*SELECTED TEXT*:
==============================

- Born: 1924 Istanbul, Turkey
- Died: November 2, 2008 (aged 83–84) Athens, Greece
- Occupation: actor

= Stavros Xenidis =

Greek actor

Stavros Xenidis (Σταύρος Ξενίδης; 1924 – 2 November 2008) was a Greek actor. He was married to actress Margarita Lambrinou.

==Biography==
Stavros Xenidis was born in Turkey. He studied acting in Karolos Koun's Theatro Technis and made his theatre début in 1944. His theatre career was closely associated with Kostas Moussouris' theatrical company during the 1950s and the 1960s . As a film actor, he took part in more than 70 movies, mostly in secondary roles; his first film role was in "The Song of Pain" (1953) (Greek title: "Το Τραγούδι του Πόνου") and his last was in "Red White" (1993) ("Άσπρο Κόκκινο").

He also appeared in several TV shows since 1971; His last appearance on television was in 1994.

He died in a retirement home in Athens on 2 November 2008, after suffering a number of strokes.

==============================

*SUPPLIED MATERIAL*:
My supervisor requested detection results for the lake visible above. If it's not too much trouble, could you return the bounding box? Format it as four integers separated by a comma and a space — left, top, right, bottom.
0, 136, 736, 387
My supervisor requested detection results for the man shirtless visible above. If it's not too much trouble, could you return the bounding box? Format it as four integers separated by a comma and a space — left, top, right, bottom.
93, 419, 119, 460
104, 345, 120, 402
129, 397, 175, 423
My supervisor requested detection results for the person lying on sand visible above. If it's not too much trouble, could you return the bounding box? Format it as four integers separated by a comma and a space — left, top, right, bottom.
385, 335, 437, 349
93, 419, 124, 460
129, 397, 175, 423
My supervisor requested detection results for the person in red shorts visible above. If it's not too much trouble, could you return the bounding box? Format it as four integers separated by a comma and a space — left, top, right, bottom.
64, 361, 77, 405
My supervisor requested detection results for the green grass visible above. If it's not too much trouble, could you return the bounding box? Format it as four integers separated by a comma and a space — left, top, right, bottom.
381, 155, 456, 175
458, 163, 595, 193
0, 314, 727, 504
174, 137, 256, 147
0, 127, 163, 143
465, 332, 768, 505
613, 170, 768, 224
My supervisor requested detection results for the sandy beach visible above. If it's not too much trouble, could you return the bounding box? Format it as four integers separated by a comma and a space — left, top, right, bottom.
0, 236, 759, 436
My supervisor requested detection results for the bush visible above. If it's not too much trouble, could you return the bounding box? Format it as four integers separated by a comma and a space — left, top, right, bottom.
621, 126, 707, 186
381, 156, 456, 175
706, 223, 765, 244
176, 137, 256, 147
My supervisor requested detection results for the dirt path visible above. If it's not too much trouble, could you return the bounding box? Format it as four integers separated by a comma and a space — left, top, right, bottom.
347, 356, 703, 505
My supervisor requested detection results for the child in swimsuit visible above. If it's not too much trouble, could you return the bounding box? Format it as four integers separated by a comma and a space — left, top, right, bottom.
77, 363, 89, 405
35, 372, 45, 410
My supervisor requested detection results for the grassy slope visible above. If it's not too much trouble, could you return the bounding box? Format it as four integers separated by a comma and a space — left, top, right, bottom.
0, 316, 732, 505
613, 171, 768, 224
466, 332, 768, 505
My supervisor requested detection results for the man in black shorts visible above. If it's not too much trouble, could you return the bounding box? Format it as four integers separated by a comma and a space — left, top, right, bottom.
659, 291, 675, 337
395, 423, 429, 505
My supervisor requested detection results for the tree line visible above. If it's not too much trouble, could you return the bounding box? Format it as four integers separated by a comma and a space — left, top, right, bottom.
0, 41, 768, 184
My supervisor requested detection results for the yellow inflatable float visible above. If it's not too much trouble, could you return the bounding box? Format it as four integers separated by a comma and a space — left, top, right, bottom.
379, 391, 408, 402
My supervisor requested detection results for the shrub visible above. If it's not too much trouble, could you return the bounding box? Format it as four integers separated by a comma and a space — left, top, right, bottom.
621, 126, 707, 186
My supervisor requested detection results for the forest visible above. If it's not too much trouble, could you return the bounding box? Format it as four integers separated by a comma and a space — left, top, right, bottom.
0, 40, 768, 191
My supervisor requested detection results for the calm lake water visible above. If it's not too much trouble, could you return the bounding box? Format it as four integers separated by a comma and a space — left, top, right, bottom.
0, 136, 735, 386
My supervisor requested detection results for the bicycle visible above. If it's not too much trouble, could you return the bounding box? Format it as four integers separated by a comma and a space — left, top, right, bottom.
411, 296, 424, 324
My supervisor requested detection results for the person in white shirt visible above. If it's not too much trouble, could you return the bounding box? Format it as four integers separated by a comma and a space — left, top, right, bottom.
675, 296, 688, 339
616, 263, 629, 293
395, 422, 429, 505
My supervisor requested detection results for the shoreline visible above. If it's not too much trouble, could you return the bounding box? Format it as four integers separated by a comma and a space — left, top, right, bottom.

==============================

*EXERCISES TO COMPLETE*:
A. Please write out the passage in the text on Stavros Xenidis from "Stavros Xenidis (Σταύρος" to "number of strokes.".
B. Using the text on Stavros Xenidis, explain in one to three sentences where he died and what he had suffered beforehand.

*WORKED SOLUTIONS*:
A.
Stavros Xenidis (Σταύρος Ξενίδης; 1924 – 2 November 2008) was a Greek actor. He was married to actress Margarita Lambrinou.

==Biography==
Stavros Xenidis was born in Turkey. He studied acting in Karolos Koun's Theatro Technis and made his theatre début in 1944. His theatre career was closely associated with Kostas Moussouris' theatrical company during the 1950s and the 1960s . As a film actor, he took part in more than 70 movies, mostly in secondary roles; his first film role was in "The Song of Pain" (1953) (Greek title: "Το Τραγούδι του Πόνου") and his last was in "Red White" (1993) ("Άσπρο Κόκκινο").

He also appeared in several TV shows since 1971; His last appearance on television was in 1994.

He died in a retirement home in Athens on 2 November 2008, after suffering a number of strokes.

B. Stavros Xenidis died in a retirement home in Athens on 2 November 2008. He had suffered a number of strokes before his death.